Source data
※
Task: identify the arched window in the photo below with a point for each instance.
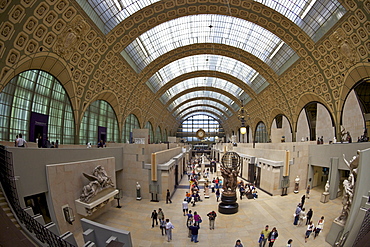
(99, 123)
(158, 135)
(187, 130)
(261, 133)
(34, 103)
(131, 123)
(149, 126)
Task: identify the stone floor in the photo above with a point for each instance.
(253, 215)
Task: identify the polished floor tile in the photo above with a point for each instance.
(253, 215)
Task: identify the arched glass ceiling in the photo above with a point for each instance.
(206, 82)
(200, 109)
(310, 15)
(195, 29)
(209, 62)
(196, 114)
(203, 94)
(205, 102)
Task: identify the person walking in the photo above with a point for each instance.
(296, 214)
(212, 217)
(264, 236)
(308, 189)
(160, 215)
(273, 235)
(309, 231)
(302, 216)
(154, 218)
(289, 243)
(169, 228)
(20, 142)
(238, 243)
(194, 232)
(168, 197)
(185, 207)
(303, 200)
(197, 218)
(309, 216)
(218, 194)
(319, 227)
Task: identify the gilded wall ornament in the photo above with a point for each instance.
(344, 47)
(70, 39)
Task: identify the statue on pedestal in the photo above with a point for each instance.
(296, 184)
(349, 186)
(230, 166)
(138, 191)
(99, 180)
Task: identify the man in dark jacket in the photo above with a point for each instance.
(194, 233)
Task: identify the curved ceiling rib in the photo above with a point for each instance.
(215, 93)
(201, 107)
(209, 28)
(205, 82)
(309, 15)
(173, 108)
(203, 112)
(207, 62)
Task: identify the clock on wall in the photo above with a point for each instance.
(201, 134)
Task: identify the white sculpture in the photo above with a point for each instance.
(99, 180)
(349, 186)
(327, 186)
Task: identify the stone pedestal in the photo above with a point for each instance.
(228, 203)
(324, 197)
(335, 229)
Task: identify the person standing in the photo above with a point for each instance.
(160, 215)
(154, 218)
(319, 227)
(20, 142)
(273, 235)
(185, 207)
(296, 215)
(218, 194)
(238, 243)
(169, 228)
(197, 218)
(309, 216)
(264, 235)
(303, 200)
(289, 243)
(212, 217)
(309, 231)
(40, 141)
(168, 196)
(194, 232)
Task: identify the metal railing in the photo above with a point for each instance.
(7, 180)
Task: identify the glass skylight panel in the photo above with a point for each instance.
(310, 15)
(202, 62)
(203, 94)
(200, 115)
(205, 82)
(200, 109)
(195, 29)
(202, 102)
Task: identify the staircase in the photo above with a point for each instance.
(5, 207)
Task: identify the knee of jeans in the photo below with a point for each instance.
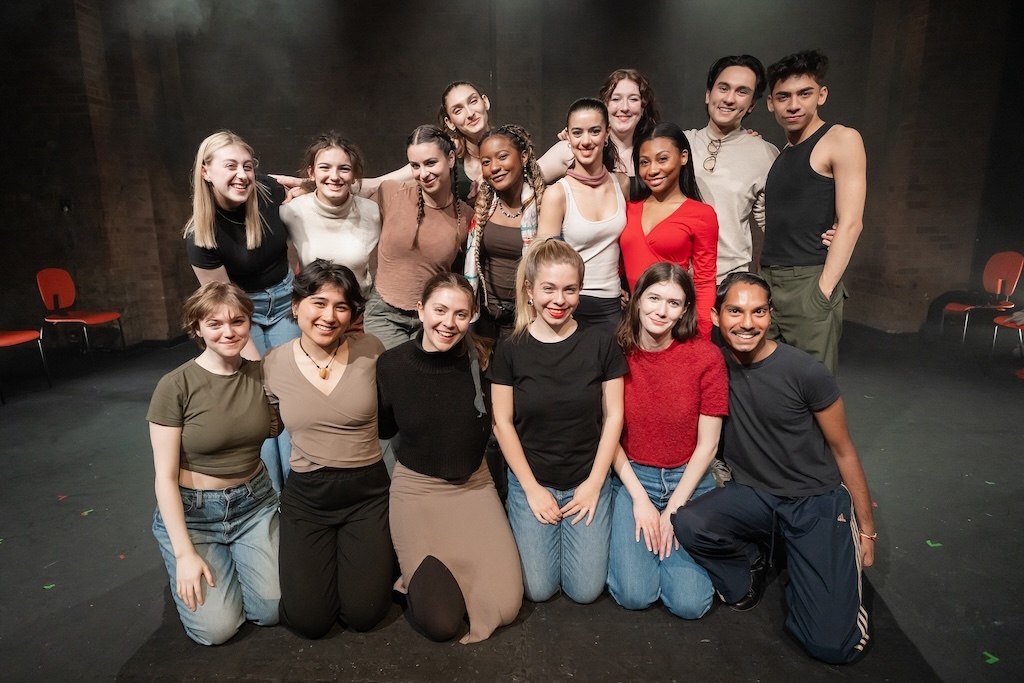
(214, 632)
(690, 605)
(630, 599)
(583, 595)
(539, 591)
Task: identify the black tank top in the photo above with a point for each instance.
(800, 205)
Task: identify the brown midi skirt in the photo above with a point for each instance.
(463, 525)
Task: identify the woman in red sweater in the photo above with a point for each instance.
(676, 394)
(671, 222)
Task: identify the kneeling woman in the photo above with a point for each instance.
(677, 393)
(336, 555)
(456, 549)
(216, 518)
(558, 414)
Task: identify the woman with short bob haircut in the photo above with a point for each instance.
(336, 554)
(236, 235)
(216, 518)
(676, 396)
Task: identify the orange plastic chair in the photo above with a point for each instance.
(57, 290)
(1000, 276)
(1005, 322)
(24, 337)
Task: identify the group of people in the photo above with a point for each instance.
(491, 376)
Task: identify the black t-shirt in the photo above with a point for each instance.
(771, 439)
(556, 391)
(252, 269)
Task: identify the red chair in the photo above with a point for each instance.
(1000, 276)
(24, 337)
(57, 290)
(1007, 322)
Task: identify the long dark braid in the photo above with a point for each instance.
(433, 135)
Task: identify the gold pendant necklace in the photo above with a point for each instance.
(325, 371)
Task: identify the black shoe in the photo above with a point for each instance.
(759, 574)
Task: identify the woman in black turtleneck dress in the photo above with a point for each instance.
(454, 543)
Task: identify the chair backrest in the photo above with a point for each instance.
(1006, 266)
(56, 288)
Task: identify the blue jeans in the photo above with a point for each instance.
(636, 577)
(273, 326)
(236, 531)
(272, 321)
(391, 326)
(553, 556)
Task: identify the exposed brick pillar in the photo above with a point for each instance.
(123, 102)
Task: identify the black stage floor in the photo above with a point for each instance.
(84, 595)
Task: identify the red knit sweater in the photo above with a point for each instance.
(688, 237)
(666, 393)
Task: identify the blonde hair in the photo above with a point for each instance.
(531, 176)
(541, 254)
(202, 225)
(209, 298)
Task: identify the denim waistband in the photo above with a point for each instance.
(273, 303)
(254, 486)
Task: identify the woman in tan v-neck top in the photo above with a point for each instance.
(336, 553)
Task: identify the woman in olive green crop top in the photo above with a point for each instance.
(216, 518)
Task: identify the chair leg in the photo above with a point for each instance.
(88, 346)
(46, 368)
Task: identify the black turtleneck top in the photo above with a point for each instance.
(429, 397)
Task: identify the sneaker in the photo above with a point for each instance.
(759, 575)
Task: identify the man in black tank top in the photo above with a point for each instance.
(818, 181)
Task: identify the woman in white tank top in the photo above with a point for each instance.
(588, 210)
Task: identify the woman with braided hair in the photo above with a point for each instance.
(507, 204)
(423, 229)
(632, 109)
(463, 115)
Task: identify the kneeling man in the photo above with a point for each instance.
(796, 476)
※
▶ Exercise brief
Exact copies of the line with "Task: identify the red knit" and of every later line in the entries make up the whole answer.

▶ Reply to the task
Task: identify the red knit sweater in the photo above with a point for each instance.
(688, 237)
(666, 393)
Task: identify the blonde hair in the photo above with a point for each instance.
(531, 176)
(541, 254)
(202, 225)
(209, 298)
Task: identify the denim waistband in the photo above with a point for each instance.
(273, 303)
(254, 486)
Task: identify the woman in tan v-neck top in the photo above with a point for each instance.
(336, 553)
Task: identify the woman in olive green crop top in the photo above with a point for each instance.
(216, 518)
Task: identify the chair leg in the photo above with a point for each instance.
(88, 346)
(46, 368)
Task: identify the black turtleneck top in the photo above with a point for each instance.
(429, 397)
Task: identify the sneaker in the photo above with a point for each instance.
(759, 575)
Task: identify the man in black tank top in the photo above with a point for each instance.
(818, 181)
Task: identify the woman in white tank top in the photo above with a point for each instance.
(588, 210)
Task: identify the woman with braided hair in the photo above with a point for each instance.
(507, 204)
(423, 229)
(632, 109)
(463, 115)
Task: identify the kneeling man in the photo above with a point for each instance.
(796, 476)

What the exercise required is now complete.